━━━━━ Source passage

Politics is predicated on service to the people as the “who gets what, when and how” is not for the “who” as it were, but “we, the people”.
This is pertinent as it is germane because even the pepper seller in any of our local markets like Orie Ugba, Ahia Ndi Oru among others wants to be the President of Nigeria.
However, it is not about ‘wanting’ but about the willingness of the people to align to that want. IT IS ALL ABOUT THE PEOPLE.
Unfortunately, the people of Ikwuano/Umuahia North/Umuahia South Federal Constituency are gruesomely and expressly tired of hearing and seeing Legislative representation translate to empirical leverage of lives but cannot boldly say so about their homeland, so much so that they now ask: “ODU IFE ANYI METERI”, loosely translated as what man or spirit have we offended, albeit knowingly or otherwise.
Ikwuano/Umuahia North/Umuahia South Federal Constituency deserves more than slogans. The people deserve projects they can see, touch, and benefit from daily.
Since the 2023 General Elections, Hon Obi Aguocha has held the mandate to represent this constituency at the National Assembly. Two years is enough time for impact to show.
Yet across Ikwuano, Umuahia North, and Umuahia South, there is a growing question from constituents: where are the verifiable results?
Human Capacity Development has stalled. Skills training, scholarships, and empowerment programs that should uplift youths and women remain scarce on the ground.

━━━━━━━━━━
━━━━━ Collected data

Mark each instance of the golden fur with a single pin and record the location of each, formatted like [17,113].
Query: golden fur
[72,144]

━━━━━━━━━━

Tasks to carry out
[A] Say whether each statement agrees with the opinion piece on the constituency's representation. Answer yes or no for each, quoting the deciding words of the piece exactly.
(i) Hon Obi Aguocha has held the mandate for the constituency since the 2023 General Elections.
(ii) Skills training, scholarships, and empowerment programs for youths and women are plentiful in the constituency.
(iii) "ODU IFE ANYI METERI" is loosely translated as asking what man or spirit the people have offended.
[B] In the opinion piece on the constituency's representation, which local markets are named as places where even a pepper seller wants to be President of Nigeria?
[C] Continue the opinion piece on the representation of Ikwuano/Umuahia North/Umuahia South Federal Constituency, starting after its last sentence.

Solved tasks
[A]
(i) Yes: "Since the 2023 General Elections, Hon Obi Aguocha has held the mandate to represent this constituency at the National Assembly."
(ii) No: "Skills training, scholarships, and empowerment programs that should uplift youths and women remain scarce on the ground."
(iii) Yes: "loosely translated as what man or spirit have we offended"

[B] Orie Ugba and Ahia Ndi Oru.

[C]
Constituency resources are meant to build people, not just billboards. When resources are humongous but outcomes are invisible, accountability suffers.
Repeated references to Mazi Nnamdi Kanu may stir applause at rallies. But applause does not repair roads, fund skills centers, or equip hospitals.
The people are tired of rhetoric. They want performance. They want representation that translates federal allocation into visible development.
In contrast, Abia State has a recent example of legislative leadership that delivered stability and measurable results: Rt Hon Chinedum Enyinnaya Orji.
Chinedum Orji served as Speaker of the 7th Abia State House of Assembly from 2019 to 2023. Those four years reshaped legislative expectations in the state.
As Speaker, he brought finesse to the management of the House. Proceedings were orderly. Debates were substantive. Bills moved with purpose, not delay.
Panache was evident in how the 7th Assembly engaged the executive and the public. The House projected confidence and competence at every session.
Stability returned to lawmaking. For years before 2019, the Assembly faced crises. Under Chinedum Orji, the House spoke with one voice and acted with one direction.
That stability created space for legislative impetus. Important bills were passed quickly and passed well. Governance was not held hostage by internal rancor.
His tenure was marked by a commitment to oversight. Committees were empowered to track projects and ensure executive actions matched legislative intent.
Chinedum Orji understood that a legislature must do more than pass laws. It must ensure those laws improve lives at the grassroots.
Under his leadership, the 7th Assembly prioritized constituency-focused interventions. Members were encouraged to link state programs to real community needs.
He modeled the kind of representation Ikwuano/Umuahia now lacks: present, accessible, and driven by results rather than noise.
The difference between propaganda and performance is evidence. Performance leaves projects, jobs, and institutions behind. Propaganda leaves only statements.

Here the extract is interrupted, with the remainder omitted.